[START DOCUMENT EXTRACT]

The foregoing describes the job scheduling method in embodiments of this application. Corresponding to the foregoing method, embodiments of this application further provide a job scheduling apparatus. FIG. 20 is a diagram of a structure of a job scheduling apparatus according to an embodiment of this application. Based on the following plurality of modules shown in FIG. 20, the job scheduling apparatus shown in FIG. 20 can perform all or a part of the operations shown in FIG. 3. It should be understood that the apparatus may include more additional modules than the shown modules or a part of the shown modules may be omitted. This is not limited in this embodiment of this application. In one embodiment, the job scheduling apparatus may be configured on a cloud computing platform. As shown in FIG. 20, the job scheduling apparatus 200 may include:

In one embodiment, the obtaining module 2001 is configured to: obtain a plurality of implementation sets based on the plurality of implementation combinations, where each implementation set includes at least one implementation combination, and includes all the implementation units of the plurality of to-be-scheduled jobs; and determine the target implementation set in the plurality of implementation sets based on features of the plurality of implementation sets.

In one embodiment, the feature of the implementation set includes a first total quantity of resource nodes required for deploying the implementation set, a dispersion degree of an implementation unit of a to-be-scheduled job in the implementation set, a second total quantity of implementation combinations of implementation units, of a same to-be-scheduled job, included in the implementation set, and a third total quantity of implementation units, of a same to-be-scheduled job, included in a same implementation combination in the implementation set.

In one embodiment, the obtaining module 2001 is configured to: obtain feature scores of the plurality of implementation sets based on at least one of the first total quantity, the dispersion degree, the second total quantity, and the third total quantity, where the feature scores are negatively correlated with the first total quantity and the third total quantity, and the feature scores are positively correlated with the dispersion degree and the second total quantity; and determine an implementation set with a highest feature score in the plurality of implementation sets as the target implementation set.

In one embodiment, the deployment module 2002 is configured to: determine priorities of all implementation units in the target implementation set; and sequentially schedule, to the resource node based on the priorities of all the implementation units in the target implementation set, the implementation units that need to be deployed for the plurality of to-be-scheduled jobs.

In one embodiment, the deployment module 2002 is configured to: obtain priorities of a plurality of implementation combinations in the target implementation set; and determine the priorities of all the implementation units in the target implementation set based on the priorities of the plurality of implementation combinations.

[END DOCUMENT EXTRACT]
[START DATASET RECORDS]

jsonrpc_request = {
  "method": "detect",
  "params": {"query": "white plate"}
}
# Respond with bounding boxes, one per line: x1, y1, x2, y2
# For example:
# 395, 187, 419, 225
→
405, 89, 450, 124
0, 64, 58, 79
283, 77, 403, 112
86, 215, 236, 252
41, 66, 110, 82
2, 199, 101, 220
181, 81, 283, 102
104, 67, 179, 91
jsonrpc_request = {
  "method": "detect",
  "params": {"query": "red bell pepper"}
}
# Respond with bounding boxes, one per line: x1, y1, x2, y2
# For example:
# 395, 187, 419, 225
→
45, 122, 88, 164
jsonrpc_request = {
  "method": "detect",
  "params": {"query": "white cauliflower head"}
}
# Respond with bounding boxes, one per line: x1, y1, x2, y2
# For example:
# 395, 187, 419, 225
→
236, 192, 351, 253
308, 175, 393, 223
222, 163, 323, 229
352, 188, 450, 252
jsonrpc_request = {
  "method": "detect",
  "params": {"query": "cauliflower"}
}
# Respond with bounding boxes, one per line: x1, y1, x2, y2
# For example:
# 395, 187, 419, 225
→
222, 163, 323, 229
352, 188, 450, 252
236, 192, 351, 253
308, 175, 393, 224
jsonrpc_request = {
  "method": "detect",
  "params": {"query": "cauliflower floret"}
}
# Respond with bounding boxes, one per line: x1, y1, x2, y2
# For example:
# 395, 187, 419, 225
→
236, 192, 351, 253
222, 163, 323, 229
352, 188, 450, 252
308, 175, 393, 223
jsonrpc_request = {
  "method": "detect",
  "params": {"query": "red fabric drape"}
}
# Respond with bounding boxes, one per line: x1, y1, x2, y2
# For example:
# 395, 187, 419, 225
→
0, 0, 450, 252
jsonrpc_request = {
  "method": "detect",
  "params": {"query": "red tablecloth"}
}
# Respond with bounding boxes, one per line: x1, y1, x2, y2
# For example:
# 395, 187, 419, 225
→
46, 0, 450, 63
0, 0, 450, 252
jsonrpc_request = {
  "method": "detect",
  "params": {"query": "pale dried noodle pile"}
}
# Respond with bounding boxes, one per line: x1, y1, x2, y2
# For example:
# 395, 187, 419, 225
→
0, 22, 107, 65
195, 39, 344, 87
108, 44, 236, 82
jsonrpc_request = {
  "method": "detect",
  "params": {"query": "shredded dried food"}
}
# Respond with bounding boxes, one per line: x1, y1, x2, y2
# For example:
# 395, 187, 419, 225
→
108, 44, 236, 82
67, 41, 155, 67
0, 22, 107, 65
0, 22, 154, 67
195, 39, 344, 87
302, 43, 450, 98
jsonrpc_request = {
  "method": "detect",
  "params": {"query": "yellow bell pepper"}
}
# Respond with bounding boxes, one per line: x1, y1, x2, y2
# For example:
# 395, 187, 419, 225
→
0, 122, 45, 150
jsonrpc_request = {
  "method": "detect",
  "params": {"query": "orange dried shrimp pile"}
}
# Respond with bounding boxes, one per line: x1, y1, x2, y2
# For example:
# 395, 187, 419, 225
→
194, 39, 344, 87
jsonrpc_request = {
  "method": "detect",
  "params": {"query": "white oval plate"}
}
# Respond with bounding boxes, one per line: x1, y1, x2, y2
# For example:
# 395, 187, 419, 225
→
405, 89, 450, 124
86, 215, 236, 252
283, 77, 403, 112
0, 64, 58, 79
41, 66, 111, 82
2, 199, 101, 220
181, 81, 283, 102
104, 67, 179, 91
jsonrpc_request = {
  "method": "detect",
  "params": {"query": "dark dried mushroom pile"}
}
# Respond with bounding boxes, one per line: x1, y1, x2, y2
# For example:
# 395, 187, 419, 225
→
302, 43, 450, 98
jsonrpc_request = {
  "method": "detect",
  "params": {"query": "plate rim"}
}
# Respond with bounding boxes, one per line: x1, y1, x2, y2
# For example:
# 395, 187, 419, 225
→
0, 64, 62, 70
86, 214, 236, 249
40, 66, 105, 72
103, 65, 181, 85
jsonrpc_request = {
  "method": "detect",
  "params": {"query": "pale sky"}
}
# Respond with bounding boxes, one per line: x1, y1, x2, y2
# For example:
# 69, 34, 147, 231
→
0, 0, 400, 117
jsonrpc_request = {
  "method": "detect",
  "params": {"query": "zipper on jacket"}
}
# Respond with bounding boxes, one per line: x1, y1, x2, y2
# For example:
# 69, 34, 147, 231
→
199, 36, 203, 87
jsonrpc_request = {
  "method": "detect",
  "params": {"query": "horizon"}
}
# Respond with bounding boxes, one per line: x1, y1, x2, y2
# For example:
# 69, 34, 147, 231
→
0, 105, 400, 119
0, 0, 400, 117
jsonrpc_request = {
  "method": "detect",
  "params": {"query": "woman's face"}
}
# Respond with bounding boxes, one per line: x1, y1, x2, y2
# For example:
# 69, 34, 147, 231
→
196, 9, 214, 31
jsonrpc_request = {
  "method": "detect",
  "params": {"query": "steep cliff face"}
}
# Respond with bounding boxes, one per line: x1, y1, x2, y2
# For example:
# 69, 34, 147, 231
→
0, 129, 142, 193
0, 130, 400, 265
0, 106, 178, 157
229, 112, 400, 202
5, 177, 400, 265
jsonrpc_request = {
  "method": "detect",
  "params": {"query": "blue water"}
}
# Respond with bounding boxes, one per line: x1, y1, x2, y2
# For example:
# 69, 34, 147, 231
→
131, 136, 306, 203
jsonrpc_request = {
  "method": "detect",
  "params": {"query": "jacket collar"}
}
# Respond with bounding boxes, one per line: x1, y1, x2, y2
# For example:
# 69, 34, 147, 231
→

[END DATASET RECORDS]

__EXERCISE 1__.
Answer these questions from the text on the job scheduling apparatus, one line each:
(a) Which figure shows the structure of the job scheduling apparatus?
(b) On what kind of platform may the apparatus be configured?
(c) Which implementation set is determined as the target implementation set?
__EXERCISE 2__.
For each statement, say whether it agrees with the text on the job scheduling apparatus, and quote the words that decide it:
(a) The feature scores are positively correlated with the first total quantity.
(b) Each implementation set includes at least one implementation combination.
(c) The deployment module determines the priorities of all implementation units from the priorities of the implementation combinations.
__EXERCISE 3__. Proceed with the text on the job scheduling apparatus, beginning right after its final sentence.

__EXERCISE RESULT 1__.
(a) FIG. 20
(b) A cloud computing platform
(c) The implementation set with the highest feature score among the plurality of implementation sets

__EXERCISE RESULT 2__.
(a) No: "the feature scores are negatively correlated with the first total quantity and the third total quantity"
(b) Yes: "each implementation set includes at least one implementation combination"
(c) Yes: "determine the priorities of all the implementation units in the target implementation set based on the priorities of the plurality of implementation combinations"

__EXERCISE RESULT 3__.
In one embodiment, a priority of an implementation unit in any implementation combination is positively correlated with a priority of the any implementation combination.

In one embodiment, the priority of the implementation combination is obtained based on a resource fragmentation rate and/or availability of the implementation combination.

In one embodiment, the deployment module 2002 is configured to: obtain priorities of the plurality of to-be-scheduled jobs; and determine the priorities of all the implementation units in the target implementation set based on the priorities of the plurality of implementation combinations and the priorities of the plurality of to-be-scheduled jobs.

In one embodiment, a priority of an implementation unit of any to-be-scheduled job is positively correlated with a priority of the any to-be-scheduled job.

In one embodiment, the priority of the to-be-scheduled job is obtained based on a service priority and/or creation time of the to-be-scheduled job.

In one embodiment, the deployment module 2002 is further configured to: when the implementation units of the plurality of to-be-scheduled jobs need to be released, sequentially release the implementation units of the plurality of to-be-scheduled jobs in descending order of the priorities of all the implementation units in the target implementation set.

In conclusion, in the job scheduling apparatus provided in this embodiment of this application, the obtaining module can obtain the plurality of implementation combinations based on the resource demands of the implementation units that need to be deployed for the plurality of to-be-scheduled jobs, so that at least the part of the plurality of implementation combinations include the implementation units of the at least two to-be-scheduled jobs, and the first proportion of the resource demand of the implementation combination to the idle resource specification of the resource node in the resource cluster is greater than the preset value; and obtain the target implementation set based on the plurality of implementation combinations, so that the target implementation set includes the at least one implementation combination, and includes all the implementation units of the plurality of to-be-scheduled jobs. Then, the deployment module is configured to schedule, to the resource node based on the target implementation set, the implementation units that need to be deployed for the plurality of to-be-scheduled jobs. In this way, because at least the part of the plurality of implementation combinations include the implementation units of the at least two to-be-scheduled jobs, mixed-deployment of the implementation units of the plurality of to-be-scheduled jobs is implemented in one implementation combination, so that an aggravation degree of implementation units of a same job can be effectively reduced, a service dispersion degree can be improved, and high service availability can be ensured.

Both the obtaining module 2001 and the deployment module 2002 may be implemented by using software, or may be implemented by using hardware. For example, the following uses the obtaining module 2001 as an example to describe an implementation of the obtaining module 2001. Similarly, for an implementation of the deployment module 2002, refer to the implementation of the obtaining module 2001.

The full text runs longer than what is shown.